If only we were given a little magical mirror where we could turn the mirror around and see ourselves honestly, even for a second.

Tuesday, September 1, 2009

New Day

I start my practicum today. I'm excited. But first a morning class. Something I haven't done since 198 - well you get the drift.

Monday, August 31, 2009

Doing the Right Thing

I was talking to a friend today about why some people don't do the right thing. Why do some people do the opportunistic thing even when it hurts others? So many people are in a strong enough position to help or at least modify bad situations for others. So, why don't they do it?

I think it's fear. Or greed. Or maybe they think the thing they want to do is not good enough because it comes from them.

My friend's example to this was Alabama Governor George Wallace. I didn't know that during his time in the Alabama State Legislature and as a Circuit Judge, he was considered a moderate. Wallace was thought to make judgements not based on race but on what was fair. He didn't walk out of the 1948 Democratic National Convention when collegues protested Harry Truman's civil rights legislation. One black attorney in Alabama called him the most liberal judge he had ever practiced law in front of. The attorney said, George Wallace was the first white man ever to call him "Mister" in the courtroom.

Wallace's turning point came after he was defeated as governor in 1958 by John Patterson. Patterson had been supported by the KKK, Wallace had been endorsed by the NAACP. Wallace was so furious about his defeat, he told an aide, that he would never "be outrigged again." At that point, George Wallace embraced racism to further his political career instead of becoming a flesh and blood Atticus Finch.
────
=== TASK STATEMENT ===
Continue the piece on doing the right thing and George Wallace, starting after its final sentence.

=== GIVEN INFORMATION ===
────
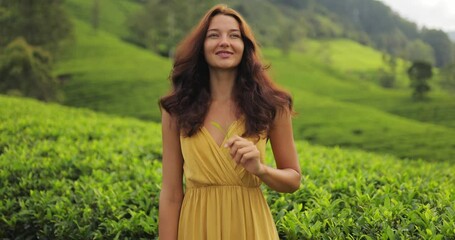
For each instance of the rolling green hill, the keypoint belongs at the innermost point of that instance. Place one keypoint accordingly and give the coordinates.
────
=== RESPONSE AREA ===
What pain and misery he created for hundreds if not thousands of people because ambition was more important than the cause of all of God's people. Who's to say he couldn't have achieved governorship or even presidency by keeping to what he felt was right? It might have taken a while longer. It might have been a harder fight, but along the way, the amount of lives he could have helped improved may have been immense.

Instead, to this day, the name George Wallace brings cringes to many Alabamians, and rolled eyes to the rest of the nation. He might have even achieved his dream of becoming president had he just stayed fair and open and remembered the dignity of all human beings instead of pandering to people's fears to garner votes.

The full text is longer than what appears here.